#### SET EXERCISE:
Repeat everything in the data from the line containing "If you could annotate the creamy" down to the very end, keeping every line as it stands.

## start

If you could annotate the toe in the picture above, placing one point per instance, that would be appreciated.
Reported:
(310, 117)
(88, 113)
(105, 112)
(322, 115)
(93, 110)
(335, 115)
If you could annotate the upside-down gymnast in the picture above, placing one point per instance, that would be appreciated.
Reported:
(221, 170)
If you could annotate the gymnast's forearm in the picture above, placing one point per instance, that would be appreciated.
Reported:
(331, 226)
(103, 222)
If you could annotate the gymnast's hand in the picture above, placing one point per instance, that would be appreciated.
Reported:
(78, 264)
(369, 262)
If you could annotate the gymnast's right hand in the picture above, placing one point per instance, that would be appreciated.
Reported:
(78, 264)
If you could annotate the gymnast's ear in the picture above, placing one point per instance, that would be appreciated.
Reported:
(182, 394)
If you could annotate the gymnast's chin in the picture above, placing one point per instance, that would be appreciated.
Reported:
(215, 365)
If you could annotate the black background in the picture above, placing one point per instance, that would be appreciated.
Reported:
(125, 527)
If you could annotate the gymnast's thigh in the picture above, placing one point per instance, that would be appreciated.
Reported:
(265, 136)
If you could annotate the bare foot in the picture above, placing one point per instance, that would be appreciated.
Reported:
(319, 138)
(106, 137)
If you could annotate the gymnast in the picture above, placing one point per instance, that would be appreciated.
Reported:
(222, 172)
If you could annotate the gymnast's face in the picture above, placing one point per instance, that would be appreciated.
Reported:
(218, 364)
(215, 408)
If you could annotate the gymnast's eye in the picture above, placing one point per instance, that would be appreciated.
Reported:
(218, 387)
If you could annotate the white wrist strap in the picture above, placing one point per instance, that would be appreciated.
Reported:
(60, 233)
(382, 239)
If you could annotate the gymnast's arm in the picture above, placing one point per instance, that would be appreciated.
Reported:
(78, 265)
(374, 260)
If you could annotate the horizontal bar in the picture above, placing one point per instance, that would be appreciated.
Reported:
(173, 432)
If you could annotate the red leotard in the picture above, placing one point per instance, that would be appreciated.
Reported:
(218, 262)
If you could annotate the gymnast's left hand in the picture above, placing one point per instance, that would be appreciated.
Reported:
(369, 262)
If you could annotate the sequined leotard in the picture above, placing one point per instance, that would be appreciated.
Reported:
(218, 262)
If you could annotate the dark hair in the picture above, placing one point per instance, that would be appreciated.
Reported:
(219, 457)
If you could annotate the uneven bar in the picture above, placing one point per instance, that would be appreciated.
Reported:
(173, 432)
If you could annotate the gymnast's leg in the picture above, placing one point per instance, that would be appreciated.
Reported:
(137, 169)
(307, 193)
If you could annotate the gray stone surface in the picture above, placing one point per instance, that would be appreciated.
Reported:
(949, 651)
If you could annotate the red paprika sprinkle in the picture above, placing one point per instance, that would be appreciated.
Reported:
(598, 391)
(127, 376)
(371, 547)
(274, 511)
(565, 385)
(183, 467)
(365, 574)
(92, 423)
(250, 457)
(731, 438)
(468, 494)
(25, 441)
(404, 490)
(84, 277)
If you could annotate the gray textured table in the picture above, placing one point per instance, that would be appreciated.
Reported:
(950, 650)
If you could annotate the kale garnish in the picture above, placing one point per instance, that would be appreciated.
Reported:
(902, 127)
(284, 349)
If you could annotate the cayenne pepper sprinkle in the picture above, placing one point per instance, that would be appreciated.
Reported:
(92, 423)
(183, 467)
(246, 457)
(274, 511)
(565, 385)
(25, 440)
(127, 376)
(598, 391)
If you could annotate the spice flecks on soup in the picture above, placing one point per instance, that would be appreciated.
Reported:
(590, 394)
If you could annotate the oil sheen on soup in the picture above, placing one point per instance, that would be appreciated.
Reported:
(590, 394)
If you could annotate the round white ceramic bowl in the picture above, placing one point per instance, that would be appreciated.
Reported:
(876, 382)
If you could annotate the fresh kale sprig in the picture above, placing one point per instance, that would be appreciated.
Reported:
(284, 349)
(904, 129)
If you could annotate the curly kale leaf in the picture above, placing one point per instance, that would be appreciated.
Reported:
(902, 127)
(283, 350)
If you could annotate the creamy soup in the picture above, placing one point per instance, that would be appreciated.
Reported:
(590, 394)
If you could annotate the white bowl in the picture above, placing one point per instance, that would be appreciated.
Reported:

## end

#### WRITTEN SOLUTION:
If you could annotate the creamy soup in the picture above, placing one point per instance, that would be appreciated.
Reported:
(590, 394)
If you could annotate the white bowl in the picture above, placing one point per instance, that would be appreciated.
Reported:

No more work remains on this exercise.